=== Record list ===

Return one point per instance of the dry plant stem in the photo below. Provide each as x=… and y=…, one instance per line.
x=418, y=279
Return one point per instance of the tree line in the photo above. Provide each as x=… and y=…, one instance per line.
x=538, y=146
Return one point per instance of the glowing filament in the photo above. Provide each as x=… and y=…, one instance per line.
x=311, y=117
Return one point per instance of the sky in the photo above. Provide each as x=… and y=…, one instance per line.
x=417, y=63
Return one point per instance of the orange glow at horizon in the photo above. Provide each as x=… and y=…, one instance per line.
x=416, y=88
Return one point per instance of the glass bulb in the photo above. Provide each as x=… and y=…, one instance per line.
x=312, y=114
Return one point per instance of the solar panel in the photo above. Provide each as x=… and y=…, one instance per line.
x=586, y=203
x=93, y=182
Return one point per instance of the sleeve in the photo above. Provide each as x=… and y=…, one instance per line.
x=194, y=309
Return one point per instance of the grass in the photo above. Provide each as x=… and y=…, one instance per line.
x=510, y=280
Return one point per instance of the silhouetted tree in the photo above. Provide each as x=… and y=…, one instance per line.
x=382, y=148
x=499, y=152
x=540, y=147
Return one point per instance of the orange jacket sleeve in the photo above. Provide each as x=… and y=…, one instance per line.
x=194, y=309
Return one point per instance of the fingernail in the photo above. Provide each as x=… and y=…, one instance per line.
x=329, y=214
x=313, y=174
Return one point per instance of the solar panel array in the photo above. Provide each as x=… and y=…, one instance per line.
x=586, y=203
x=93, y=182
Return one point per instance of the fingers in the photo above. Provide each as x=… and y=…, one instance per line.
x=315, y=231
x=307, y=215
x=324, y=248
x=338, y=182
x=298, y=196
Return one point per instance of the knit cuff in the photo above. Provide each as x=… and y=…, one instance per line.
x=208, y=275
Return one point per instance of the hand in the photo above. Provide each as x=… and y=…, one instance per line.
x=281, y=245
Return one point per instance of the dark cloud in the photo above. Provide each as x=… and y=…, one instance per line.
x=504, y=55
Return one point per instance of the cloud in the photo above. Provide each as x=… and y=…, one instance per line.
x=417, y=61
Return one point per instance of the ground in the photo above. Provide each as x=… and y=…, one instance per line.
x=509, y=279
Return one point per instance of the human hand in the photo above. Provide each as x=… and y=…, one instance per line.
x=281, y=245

===

▶ **Required task**: Please format the entries above as a JSON list of strings, with one string for each line and blank lines left out.

▶ **Complete response**:
[
  "Return one point per instance of the dry plant stem in the photo below. Provide each as x=… and y=…, one instance per line.",
  "x=418, y=279",
  "Return one point per instance of the tree line in the photo above. Provide each as x=… and y=…, one instance per line.",
  "x=538, y=146",
  "Return one point per instance of the glowing filament in the photo above. Provide each as x=… and y=…, one instance per line.",
  "x=311, y=117",
  "Return one point per instance of the sky in the photo above. Provide each as x=… and y=…, one instance per line.",
  "x=417, y=63",
  "Return one point per instance of the orange glow at horizon in the photo above. Provide each as x=… and y=…, one instance per line.",
  "x=416, y=88",
  "Return one point per instance of the glass bulb in the photo above. Provide each as x=… and y=…, one instance per line.",
  "x=312, y=114",
  "Return one point per instance of the solar panel in the photo above. Provide each as x=… and y=…, one instance per line.",
  "x=586, y=203",
  "x=93, y=182",
  "Return one point per instance of the sleeve in the photo above. Provide each as x=… and y=…, one instance per line.",
  "x=194, y=309",
  "Return one point per instance of the grass in the photo above. Provide each as x=… and y=…, one instance per line.",
  "x=510, y=280",
  "Return one point per instance of the silhouetted tree in the photo above. Provide each as x=… and y=…, one instance per line.",
  "x=382, y=148",
  "x=499, y=152",
  "x=540, y=147",
  "Return one point per instance of the orange jacket sleeve in the photo above. Provide each as x=… and y=…, one instance per line.",
  "x=194, y=309",
  "Return one point per instance of the fingernail in the photo above. Provide each as x=… and y=…, one instance per line.",
  "x=329, y=214",
  "x=313, y=174",
  "Return one point per instance of the solar panel array in the photo above. Provide each as x=… and y=…, one instance per line.",
  "x=586, y=203",
  "x=93, y=182",
  "Return one point per instance of the fingers in the photo above. Provide each as x=… and y=…, one instance per line.",
  "x=315, y=231",
  "x=307, y=215",
  "x=324, y=248",
  "x=338, y=182",
  "x=298, y=196",
  "Return one point per instance of the knit cuff in the photo above. Provide each as x=… and y=…, one instance per line.",
  "x=208, y=275",
  "Return one point per instance of the hand in the photo above. Provide each as x=… and y=…, one instance per line.",
  "x=281, y=245",
  "Return one point per instance of the dark cloud in the photo above. Provide each as x=… and y=…, one instance per line.",
  "x=504, y=55",
  "Return one point per instance of the cloud in the photo above. Provide each as x=… and y=…, one instance per line.",
  "x=417, y=61",
  "Return one point per instance of the ground in the photo above. Provide each as x=… and y=…, one instance per line.",
  "x=509, y=279",
  "Return one point per instance of the human hand in the photo above. Provide each as x=… and y=…, one instance per line.",
  "x=281, y=245"
]